(EXCERPT)
Rev. Cox preached his first sermon in the new church on Sunday 7 September 1862, assisted by Charles Manthorpe, and C. W. Evan, and was uninterruptedly associated with this church until 1897, and died eight years later.

Rev. S. Lenton served the Hindmarsh Square Church from 1898 to 1904, when he transferred to Rose Park, and was followed by Henry Gainford, who shortly transferred to Carlton, Victoria, and was replaced by Joseph Thomas Huston (died 1953).

The building later became a "Protestant Hall", controlled by John Amos, and the subject of complex financial manoeuvering.

== Deconsecration and later use ==
From 1930, the Australian Broadcasting Company (a commercial organisation) took over the building for the 5CL broadcast studio as part of a national broadcasting network. This became the Adelaide studios of 5AN and 5CL for the Australian Broadcasting Commission. The church and its outbuildings became the orchestral studio and PMG technical workshops. The circular detail between the turrets was emblazoned with the callsigns "5AN" and "5CL" and lightning bolt motifs. The stables were demolished for a complex of ABC studios and other facilities. The broadcast studios and facilities joined the TV studios at Collinswood in 1974.
What remained of the original Church building was demolished in the 1980s. Nothing now remains of these structures.
(End EXCERPT)
(DATASET ENTRIES)
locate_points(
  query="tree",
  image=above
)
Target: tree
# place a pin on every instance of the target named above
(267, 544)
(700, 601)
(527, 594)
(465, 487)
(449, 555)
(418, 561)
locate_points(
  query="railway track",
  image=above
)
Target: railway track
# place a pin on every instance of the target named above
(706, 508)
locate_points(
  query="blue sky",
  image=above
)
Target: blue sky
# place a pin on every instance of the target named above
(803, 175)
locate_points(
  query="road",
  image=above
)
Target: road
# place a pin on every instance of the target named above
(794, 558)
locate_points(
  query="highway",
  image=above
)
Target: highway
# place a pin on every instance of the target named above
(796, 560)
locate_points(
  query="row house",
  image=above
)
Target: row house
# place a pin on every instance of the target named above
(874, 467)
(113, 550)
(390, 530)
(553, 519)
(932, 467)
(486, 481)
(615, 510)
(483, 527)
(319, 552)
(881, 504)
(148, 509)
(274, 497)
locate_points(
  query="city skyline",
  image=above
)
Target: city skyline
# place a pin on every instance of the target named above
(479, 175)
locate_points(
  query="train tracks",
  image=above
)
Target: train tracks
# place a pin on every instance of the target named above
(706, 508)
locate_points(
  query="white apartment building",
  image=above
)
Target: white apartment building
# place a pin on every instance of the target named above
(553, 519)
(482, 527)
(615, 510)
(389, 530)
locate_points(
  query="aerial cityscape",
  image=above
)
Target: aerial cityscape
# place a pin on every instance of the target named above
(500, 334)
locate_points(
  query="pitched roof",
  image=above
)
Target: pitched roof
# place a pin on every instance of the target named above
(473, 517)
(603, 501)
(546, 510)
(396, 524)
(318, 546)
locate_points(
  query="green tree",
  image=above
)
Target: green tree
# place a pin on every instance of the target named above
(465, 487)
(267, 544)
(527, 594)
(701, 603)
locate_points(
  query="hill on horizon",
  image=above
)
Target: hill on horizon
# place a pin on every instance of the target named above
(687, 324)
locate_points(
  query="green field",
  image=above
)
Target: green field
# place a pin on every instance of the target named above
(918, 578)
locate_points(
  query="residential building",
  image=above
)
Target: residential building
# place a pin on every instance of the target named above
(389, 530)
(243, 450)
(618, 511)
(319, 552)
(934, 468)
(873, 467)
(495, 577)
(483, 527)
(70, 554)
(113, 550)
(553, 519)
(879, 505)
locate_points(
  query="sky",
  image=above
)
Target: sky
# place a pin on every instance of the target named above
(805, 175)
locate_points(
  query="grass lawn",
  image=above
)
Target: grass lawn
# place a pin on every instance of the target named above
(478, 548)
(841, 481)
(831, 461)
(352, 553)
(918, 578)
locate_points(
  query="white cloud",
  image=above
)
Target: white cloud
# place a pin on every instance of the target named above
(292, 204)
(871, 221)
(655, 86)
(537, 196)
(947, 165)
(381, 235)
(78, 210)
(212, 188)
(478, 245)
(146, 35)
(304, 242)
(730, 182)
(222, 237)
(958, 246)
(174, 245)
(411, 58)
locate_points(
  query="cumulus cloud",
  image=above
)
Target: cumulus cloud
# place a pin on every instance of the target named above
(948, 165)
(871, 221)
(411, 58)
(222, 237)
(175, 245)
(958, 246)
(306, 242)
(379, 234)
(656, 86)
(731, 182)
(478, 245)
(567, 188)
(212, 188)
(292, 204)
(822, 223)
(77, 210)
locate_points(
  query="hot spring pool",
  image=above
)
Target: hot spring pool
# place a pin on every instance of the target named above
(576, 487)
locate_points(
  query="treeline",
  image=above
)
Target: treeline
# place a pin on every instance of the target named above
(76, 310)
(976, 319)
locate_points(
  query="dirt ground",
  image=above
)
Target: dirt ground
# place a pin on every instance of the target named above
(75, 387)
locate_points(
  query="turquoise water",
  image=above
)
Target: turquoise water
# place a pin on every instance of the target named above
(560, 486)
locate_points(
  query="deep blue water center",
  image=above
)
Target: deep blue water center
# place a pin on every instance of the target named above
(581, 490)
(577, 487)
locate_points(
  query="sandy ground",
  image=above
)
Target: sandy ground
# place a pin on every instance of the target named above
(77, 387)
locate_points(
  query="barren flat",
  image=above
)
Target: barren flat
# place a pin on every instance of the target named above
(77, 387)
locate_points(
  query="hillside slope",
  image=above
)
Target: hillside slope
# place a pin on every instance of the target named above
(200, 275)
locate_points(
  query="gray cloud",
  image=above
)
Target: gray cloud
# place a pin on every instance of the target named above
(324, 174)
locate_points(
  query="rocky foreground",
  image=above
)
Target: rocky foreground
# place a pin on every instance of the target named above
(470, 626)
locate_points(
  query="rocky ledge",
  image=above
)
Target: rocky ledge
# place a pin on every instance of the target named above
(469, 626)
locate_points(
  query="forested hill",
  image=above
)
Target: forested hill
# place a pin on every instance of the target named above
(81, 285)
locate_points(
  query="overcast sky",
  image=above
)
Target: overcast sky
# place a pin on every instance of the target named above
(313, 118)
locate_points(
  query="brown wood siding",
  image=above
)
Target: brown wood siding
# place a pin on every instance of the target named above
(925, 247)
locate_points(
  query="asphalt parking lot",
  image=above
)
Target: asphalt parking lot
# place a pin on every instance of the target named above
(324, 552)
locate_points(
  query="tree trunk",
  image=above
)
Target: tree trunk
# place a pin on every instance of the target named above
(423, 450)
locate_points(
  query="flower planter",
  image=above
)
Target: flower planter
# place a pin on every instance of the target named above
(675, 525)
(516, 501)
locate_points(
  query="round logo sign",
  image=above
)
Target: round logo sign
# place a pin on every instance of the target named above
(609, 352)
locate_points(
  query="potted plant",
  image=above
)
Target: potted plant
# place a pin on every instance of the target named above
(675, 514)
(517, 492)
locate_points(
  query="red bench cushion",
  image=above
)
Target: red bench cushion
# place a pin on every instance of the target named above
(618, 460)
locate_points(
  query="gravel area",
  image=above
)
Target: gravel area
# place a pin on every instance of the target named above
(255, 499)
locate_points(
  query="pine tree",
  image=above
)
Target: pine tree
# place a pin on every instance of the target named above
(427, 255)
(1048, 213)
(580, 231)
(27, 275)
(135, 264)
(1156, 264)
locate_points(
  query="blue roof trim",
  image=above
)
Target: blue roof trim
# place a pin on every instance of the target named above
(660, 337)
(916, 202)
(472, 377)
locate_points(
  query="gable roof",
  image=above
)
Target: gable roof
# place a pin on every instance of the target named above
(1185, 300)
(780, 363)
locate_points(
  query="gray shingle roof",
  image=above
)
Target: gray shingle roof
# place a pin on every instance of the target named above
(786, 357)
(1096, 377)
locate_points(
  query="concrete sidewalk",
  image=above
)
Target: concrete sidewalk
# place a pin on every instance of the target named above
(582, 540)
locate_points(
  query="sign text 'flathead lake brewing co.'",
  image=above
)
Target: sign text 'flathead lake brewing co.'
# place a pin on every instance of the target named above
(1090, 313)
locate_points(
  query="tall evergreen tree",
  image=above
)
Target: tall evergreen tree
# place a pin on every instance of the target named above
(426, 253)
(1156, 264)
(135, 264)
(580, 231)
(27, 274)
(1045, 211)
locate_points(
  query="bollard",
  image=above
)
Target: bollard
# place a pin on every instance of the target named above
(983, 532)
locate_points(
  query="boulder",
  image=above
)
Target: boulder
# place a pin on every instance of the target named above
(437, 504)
(End DATASET ENTRIES)
[WORK TO COMPLETE]
(a) According to the excerpt on the Hindmarsh Square Church, in what year did the broadcast studios and facilities join the TV studios at Collinswood?
(b) In the excerpt on the Hindmarsh Square Church, how would you translate the sentence "What remained of the original Church building was demolished in the 1980s." into Spanish?

[OUTPUTS BY TASK]
(a) 1974

(b) Lo que quedaba del edificio original de la iglesia fue demolido en la década de 1980.